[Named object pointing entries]
[Start]
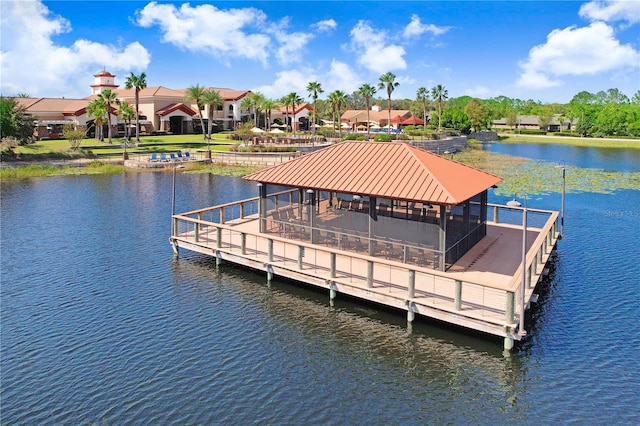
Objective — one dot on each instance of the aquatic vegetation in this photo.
(523, 175)
(43, 170)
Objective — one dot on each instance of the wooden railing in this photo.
(403, 282)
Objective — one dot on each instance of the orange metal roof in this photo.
(386, 170)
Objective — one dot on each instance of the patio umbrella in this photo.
(413, 120)
(397, 119)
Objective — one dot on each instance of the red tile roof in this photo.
(387, 170)
(174, 107)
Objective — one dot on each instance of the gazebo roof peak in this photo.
(395, 170)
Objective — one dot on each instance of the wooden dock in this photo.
(482, 291)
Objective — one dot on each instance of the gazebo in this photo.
(382, 199)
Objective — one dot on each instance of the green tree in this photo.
(314, 88)
(137, 82)
(292, 99)
(477, 113)
(195, 94)
(367, 91)
(74, 134)
(268, 105)
(388, 82)
(439, 94)
(126, 113)
(456, 119)
(107, 98)
(337, 100)
(422, 96)
(97, 110)
(15, 121)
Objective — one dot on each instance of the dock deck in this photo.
(481, 291)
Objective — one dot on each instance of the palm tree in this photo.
(268, 105)
(213, 99)
(126, 112)
(439, 94)
(137, 82)
(195, 94)
(314, 88)
(388, 81)
(96, 110)
(367, 91)
(422, 96)
(292, 99)
(106, 98)
(248, 104)
(337, 99)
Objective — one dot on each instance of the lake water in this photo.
(608, 159)
(100, 323)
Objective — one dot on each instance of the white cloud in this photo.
(611, 10)
(291, 44)
(341, 77)
(478, 92)
(32, 63)
(325, 26)
(223, 33)
(287, 82)
(416, 28)
(374, 50)
(576, 51)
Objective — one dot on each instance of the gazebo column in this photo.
(300, 202)
(372, 218)
(442, 236)
(311, 194)
(262, 207)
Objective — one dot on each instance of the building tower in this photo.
(103, 80)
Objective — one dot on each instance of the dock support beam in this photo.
(369, 274)
(300, 256)
(458, 295)
(332, 268)
(412, 284)
(508, 343)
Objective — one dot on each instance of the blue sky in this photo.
(542, 50)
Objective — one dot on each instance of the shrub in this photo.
(382, 137)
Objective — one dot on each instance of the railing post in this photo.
(332, 270)
(412, 284)
(508, 317)
(300, 256)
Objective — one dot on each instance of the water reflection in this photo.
(608, 159)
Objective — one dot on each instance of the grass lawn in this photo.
(577, 141)
(162, 143)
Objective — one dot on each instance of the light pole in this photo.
(173, 199)
(515, 203)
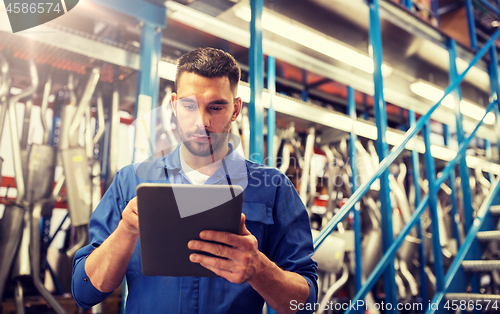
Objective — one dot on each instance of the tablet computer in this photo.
(170, 215)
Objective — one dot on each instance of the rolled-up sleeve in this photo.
(103, 222)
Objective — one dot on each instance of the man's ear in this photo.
(174, 103)
(237, 108)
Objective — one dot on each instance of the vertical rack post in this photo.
(464, 170)
(148, 82)
(430, 173)
(351, 106)
(255, 108)
(418, 197)
(471, 23)
(495, 89)
(454, 205)
(382, 148)
(271, 114)
(487, 147)
(154, 19)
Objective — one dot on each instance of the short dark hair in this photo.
(209, 62)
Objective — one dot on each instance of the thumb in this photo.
(243, 228)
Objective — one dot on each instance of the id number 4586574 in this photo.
(471, 305)
(33, 8)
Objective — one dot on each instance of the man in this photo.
(269, 261)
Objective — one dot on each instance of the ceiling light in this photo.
(313, 40)
(467, 108)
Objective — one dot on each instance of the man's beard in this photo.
(216, 141)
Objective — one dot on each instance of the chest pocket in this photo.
(258, 220)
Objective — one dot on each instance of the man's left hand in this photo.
(244, 260)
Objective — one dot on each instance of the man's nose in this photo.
(203, 119)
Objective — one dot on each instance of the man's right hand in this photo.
(107, 265)
(130, 219)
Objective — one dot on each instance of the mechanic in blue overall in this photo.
(270, 261)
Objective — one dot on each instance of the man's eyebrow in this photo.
(219, 102)
(188, 99)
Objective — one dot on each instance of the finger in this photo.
(211, 261)
(222, 237)
(243, 228)
(213, 248)
(231, 277)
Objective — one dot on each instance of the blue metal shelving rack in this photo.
(154, 20)
(454, 280)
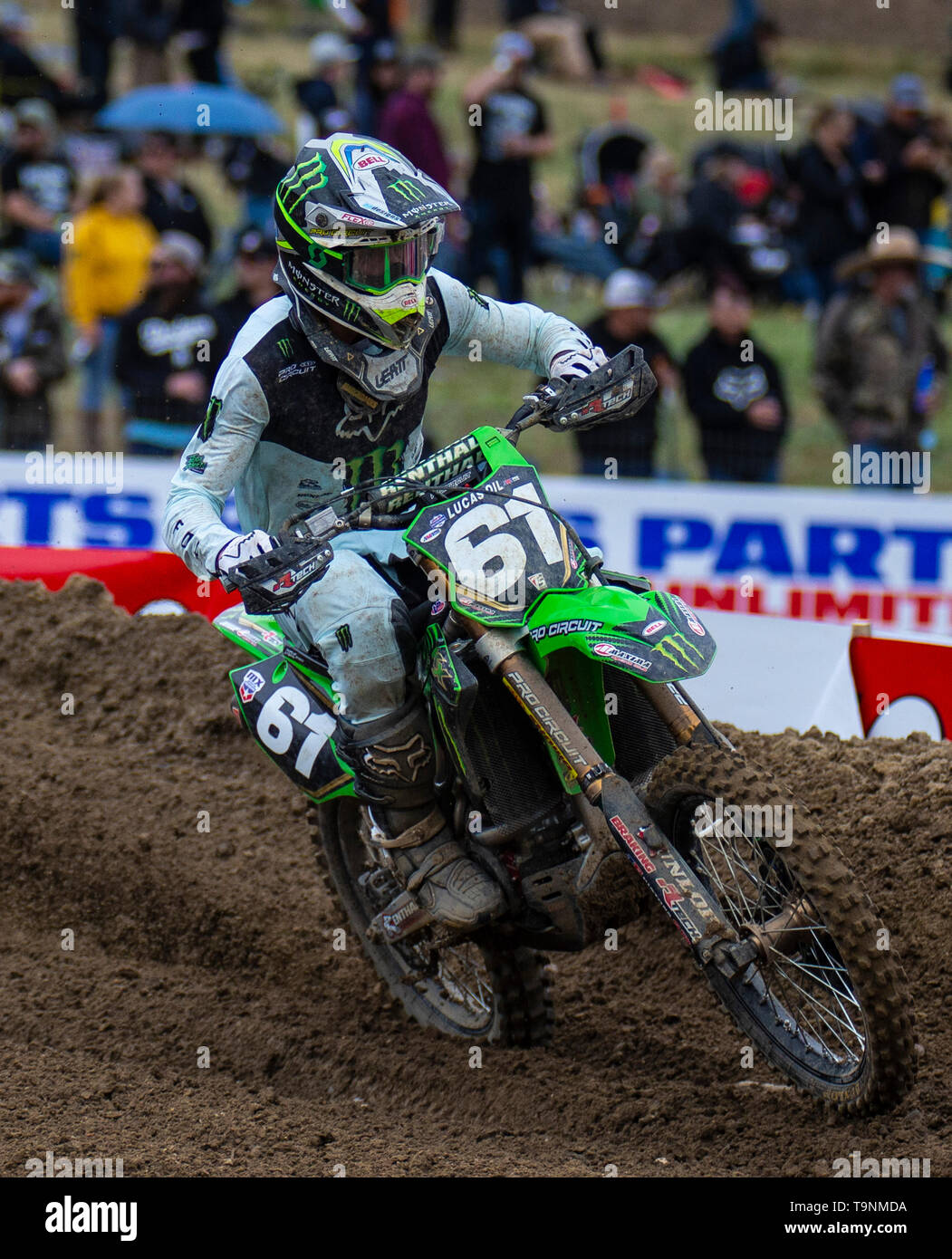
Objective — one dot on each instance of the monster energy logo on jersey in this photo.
(344, 638)
(409, 191)
(212, 412)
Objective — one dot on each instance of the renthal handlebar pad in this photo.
(272, 581)
(616, 390)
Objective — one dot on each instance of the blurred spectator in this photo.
(322, 96)
(444, 22)
(37, 184)
(375, 82)
(735, 390)
(630, 303)
(164, 351)
(739, 54)
(22, 77)
(170, 204)
(254, 168)
(255, 260)
(31, 357)
(563, 38)
(880, 358)
(407, 119)
(371, 32)
(200, 29)
(913, 163)
(99, 24)
(150, 25)
(513, 130)
(105, 274)
(832, 216)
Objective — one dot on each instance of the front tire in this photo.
(822, 1003)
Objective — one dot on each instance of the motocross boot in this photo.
(393, 764)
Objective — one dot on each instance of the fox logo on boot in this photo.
(404, 762)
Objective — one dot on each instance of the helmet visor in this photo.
(374, 268)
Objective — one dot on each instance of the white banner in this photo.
(836, 555)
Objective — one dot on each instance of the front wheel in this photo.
(478, 988)
(822, 997)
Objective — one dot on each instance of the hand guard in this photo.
(581, 360)
(242, 548)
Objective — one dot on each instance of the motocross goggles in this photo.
(375, 268)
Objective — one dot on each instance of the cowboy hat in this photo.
(900, 248)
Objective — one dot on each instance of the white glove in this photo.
(578, 361)
(244, 546)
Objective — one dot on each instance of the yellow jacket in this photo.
(107, 264)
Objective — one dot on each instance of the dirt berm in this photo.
(187, 937)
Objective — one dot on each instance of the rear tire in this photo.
(834, 956)
(485, 991)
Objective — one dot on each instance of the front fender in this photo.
(651, 635)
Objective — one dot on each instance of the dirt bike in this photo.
(572, 765)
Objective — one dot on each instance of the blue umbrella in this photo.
(192, 109)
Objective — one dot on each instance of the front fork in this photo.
(684, 898)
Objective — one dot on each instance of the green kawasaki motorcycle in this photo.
(576, 769)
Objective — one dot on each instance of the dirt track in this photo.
(222, 939)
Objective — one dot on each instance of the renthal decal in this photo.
(533, 706)
(638, 851)
(623, 658)
(561, 627)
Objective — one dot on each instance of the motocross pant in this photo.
(355, 620)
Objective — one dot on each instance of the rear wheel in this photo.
(478, 988)
(822, 997)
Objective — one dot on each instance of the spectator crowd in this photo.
(112, 267)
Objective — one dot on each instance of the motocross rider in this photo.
(325, 387)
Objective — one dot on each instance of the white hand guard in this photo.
(578, 361)
(244, 546)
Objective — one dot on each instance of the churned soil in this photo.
(145, 830)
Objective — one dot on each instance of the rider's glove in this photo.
(242, 548)
(578, 361)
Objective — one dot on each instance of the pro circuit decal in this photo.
(562, 627)
(693, 622)
(628, 658)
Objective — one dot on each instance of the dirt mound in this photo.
(148, 825)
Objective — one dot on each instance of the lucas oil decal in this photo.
(623, 658)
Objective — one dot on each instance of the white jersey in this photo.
(286, 429)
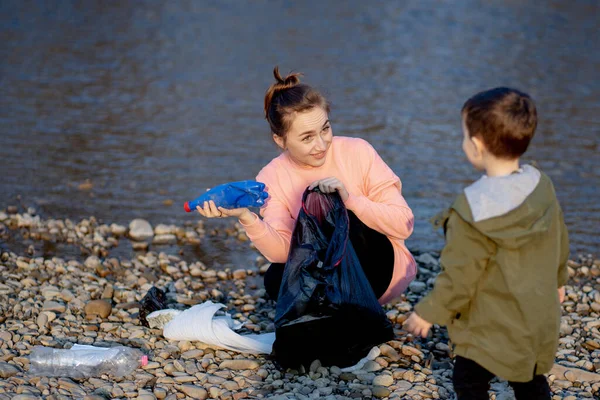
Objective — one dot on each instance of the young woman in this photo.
(380, 219)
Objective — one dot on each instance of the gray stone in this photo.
(239, 364)
(140, 229)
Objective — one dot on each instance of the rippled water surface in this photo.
(154, 101)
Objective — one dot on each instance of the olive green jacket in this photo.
(497, 291)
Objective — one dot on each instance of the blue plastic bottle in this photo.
(232, 195)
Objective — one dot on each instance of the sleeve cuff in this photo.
(255, 229)
(354, 203)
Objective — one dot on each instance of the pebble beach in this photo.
(93, 299)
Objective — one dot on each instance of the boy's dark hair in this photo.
(504, 119)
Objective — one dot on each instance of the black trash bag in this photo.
(326, 308)
(154, 300)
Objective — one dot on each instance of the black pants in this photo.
(373, 249)
(472, 382)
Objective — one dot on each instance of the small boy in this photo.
(504, 262)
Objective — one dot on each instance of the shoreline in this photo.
(52, 301)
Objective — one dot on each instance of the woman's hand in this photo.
(330, 185)
(417, 325)
(210, 210)
(561, 294)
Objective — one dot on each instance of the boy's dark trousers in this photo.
(472, 382)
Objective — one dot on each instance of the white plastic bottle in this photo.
(85, 361)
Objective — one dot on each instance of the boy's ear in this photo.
(479, 146)
(279, 141)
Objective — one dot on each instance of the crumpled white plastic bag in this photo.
(200, 323)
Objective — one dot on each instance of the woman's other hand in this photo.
(561, 294)
(330, 185)
(210, 210)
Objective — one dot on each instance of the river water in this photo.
(127, 109)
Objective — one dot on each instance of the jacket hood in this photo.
(510, 210)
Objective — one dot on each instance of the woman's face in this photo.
(309, 138)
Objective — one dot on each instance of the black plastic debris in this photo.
(154, 300)
(326, 308)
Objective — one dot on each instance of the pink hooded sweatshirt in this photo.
(375, 198)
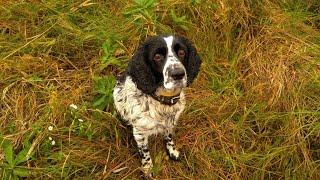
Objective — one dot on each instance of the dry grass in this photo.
(252, 113)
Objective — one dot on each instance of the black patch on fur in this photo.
(145, 73)
(192, 60)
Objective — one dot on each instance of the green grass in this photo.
(253, 112)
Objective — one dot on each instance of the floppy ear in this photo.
(141, 72)
(193, 61)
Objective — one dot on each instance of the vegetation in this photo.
(253, 112)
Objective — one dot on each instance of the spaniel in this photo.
(149, 95)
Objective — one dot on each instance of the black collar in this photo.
(168, 100)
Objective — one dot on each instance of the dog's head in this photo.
(164, 64)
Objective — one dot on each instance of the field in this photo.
(252, 113)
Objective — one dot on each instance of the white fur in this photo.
(172, 61)
(143, 112)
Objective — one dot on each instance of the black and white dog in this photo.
(150, 97)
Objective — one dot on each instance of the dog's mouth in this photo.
(162, 91)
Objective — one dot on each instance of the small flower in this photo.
(50, 128)
(73, 106)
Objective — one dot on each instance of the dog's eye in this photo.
(158, 57)
(181, 53)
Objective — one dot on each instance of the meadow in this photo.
(252, 113)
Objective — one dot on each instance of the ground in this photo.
(252, 113)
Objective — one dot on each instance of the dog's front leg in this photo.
(142, 142)
(173, 153)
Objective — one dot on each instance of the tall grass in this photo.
(253, 112)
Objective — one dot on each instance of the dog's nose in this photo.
(177, 74)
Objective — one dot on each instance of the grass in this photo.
(253, 112)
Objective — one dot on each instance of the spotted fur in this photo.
(156, 70)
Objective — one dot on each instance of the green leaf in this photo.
(22, 156)
(21, 172)
(8, 152)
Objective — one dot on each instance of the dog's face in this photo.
(167, 62)
(166, 56)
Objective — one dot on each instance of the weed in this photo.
(253, 112)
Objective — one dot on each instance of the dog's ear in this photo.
(141, 73)
(192, 62)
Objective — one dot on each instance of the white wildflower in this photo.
(73, 106)
(50, 128)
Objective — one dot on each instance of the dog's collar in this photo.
(168, 100)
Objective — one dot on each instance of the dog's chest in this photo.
(142, 111)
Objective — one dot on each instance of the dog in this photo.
(149, 96)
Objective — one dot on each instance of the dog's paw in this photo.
(174, 154)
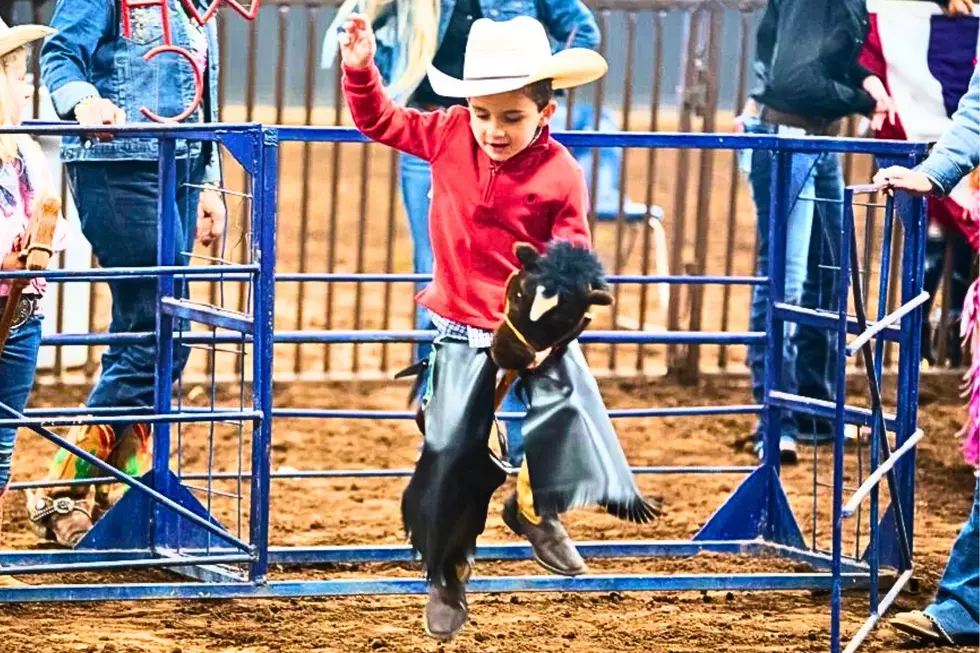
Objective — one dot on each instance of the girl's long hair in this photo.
(8, 106)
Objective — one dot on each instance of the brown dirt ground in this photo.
(363, 511)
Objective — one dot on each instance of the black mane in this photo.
(566, 268)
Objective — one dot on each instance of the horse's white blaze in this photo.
(542, 304)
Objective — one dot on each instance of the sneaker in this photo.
(787, 450)
(553, 548)
(446, 612)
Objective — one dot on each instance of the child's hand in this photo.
(901, 178)
(884, 105)
(357, 44)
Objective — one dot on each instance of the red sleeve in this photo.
(872, 57)
(377, 117)
(572, 222)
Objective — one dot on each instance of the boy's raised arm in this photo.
(380, 119)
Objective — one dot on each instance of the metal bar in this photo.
(887, 321)
(734, 187)
(312, 39)
(77, 567)
(159, 418)
(361, 245)
(679, 222)
(205, 314)
(905, 543)
(338, 104)
(691, 368)
(390, 234)
(263, 361)
(666, 140)
(164, 336)
(848, 257)
(823, 319)
(346, 336)
(658, 50)
(116, 274)
(121, 477)
(875, 477)
(404, 586)
(882, 608)
(627, 107)
(823, 408)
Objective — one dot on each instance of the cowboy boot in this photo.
(65, 514)
(5, 580)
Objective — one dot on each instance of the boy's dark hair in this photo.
(540, 92)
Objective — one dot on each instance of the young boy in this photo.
(497, 179)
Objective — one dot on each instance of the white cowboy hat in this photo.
(12, 38)
(505, 56)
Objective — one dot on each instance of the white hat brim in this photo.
(566, 69)
(20, 35)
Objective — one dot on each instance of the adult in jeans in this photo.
(808, 79)
(98, 76)
(953, 618)
(411, 34)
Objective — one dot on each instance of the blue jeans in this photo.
(17, 366)
(956, 609)
(812, 246)
(117, 207)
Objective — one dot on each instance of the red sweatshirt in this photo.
(480, 208)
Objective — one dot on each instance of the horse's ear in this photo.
(527, 255)
(600, 298)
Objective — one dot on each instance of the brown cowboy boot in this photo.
(65, 514)
(5, 580)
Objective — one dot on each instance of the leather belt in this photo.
(27, 307)
(813, 126)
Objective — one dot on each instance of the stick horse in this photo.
(573, 457)
(36, 253)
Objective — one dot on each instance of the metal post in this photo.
(263, 251)
(847, 225)
(780, 164)
(163, 386)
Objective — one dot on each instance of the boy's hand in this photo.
(884, 106)
(901, 178)
(357, 44)
(959, 7)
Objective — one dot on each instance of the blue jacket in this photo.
(957, 152)
(89, 56)
(561, 19)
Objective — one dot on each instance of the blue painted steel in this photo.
(381, 586)
(342, 336)
(827, 320)
(840, 401)
(166, 288)
(874, 559)
(202, 272)
(757, 508)
(822, 408)
(214, 316)
(658, 140)
(131, 521)
(152, 563)
(200, 415)
(264, 297)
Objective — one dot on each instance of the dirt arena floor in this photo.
(365, 511)
(362, 511)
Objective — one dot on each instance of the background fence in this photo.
(675, 65)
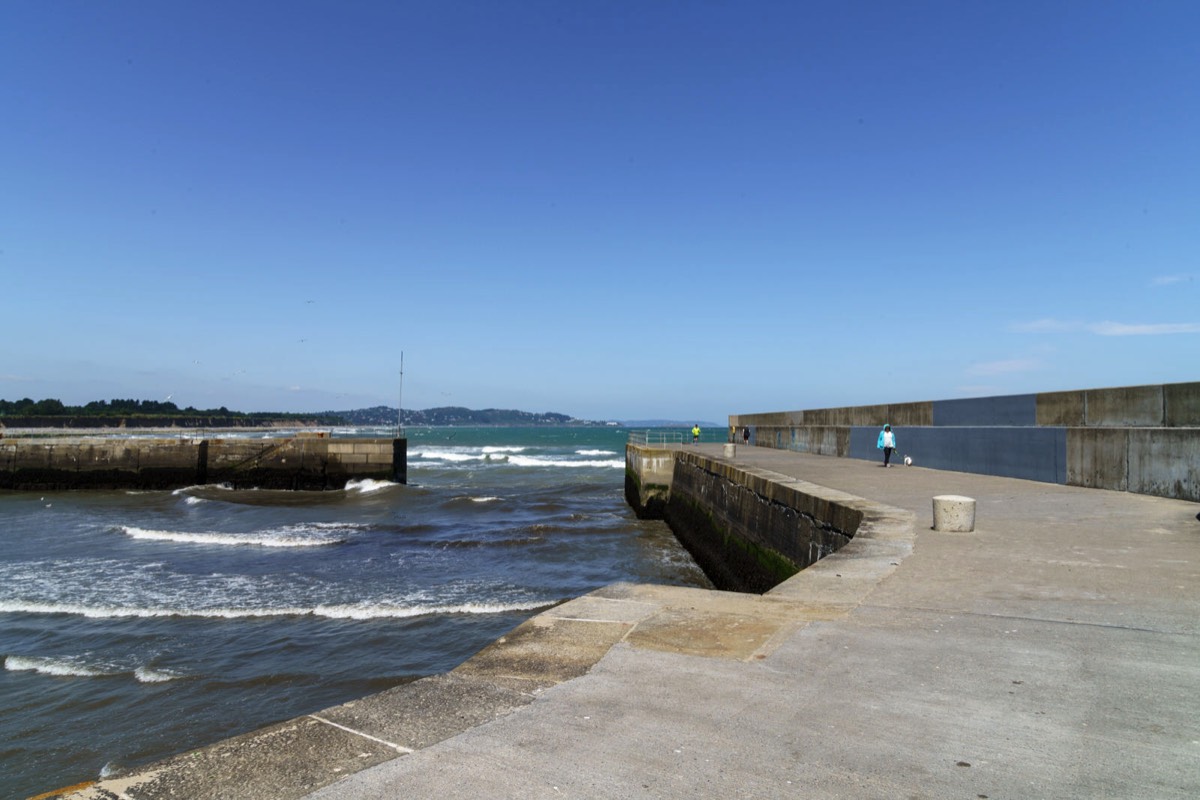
[End]
### WHAT TO DO
Edit the part of the material that opens with the line containing "Objective — one dot on each instance of the leather" and closes at the end of the material, putting "point" in place of "dot" and leaving everything else unchanged. Leave the pictures out of your answer.

### EXERCISE OUTPUT
Objective — one point on each instance of the leather belt in this photo.
(27, 307)
(813, 126)
Objective — one point on each instance of the stick horse in this photo.
(573, 457)
(36, 253)
Objective — one point on each instance of the metal post in this photo.
(263, 251)
(847, 225)
(780, 164)
(163, 386)
Objective — one point on each instance of the boy's hand in this photo.
(884, 106)
(901, 178)
(357, 44)
(959, 7)
Objective — one point on each instance of the blue jacket in this photo.
(957, 152)
(89, 56)
(561, 19)
Objective — one point on each instance of the blue painted steel in this photo.
(381, 586)
(342, 336)
(827, 320)
(840, 401)
(166, 288)
(874, 559)
(202, 272)
(757, 508)
(822, 408)
(214, 316)
(658, 140)
(131, 521)
(152, 563)
(200, 415)
(264, 297)
Objective — one point on each instance of the dirt arena floor in this photo.
(365, 511)
(362, 511)
Objective — one point on each instance of the background fence in this photo.
(675, 65)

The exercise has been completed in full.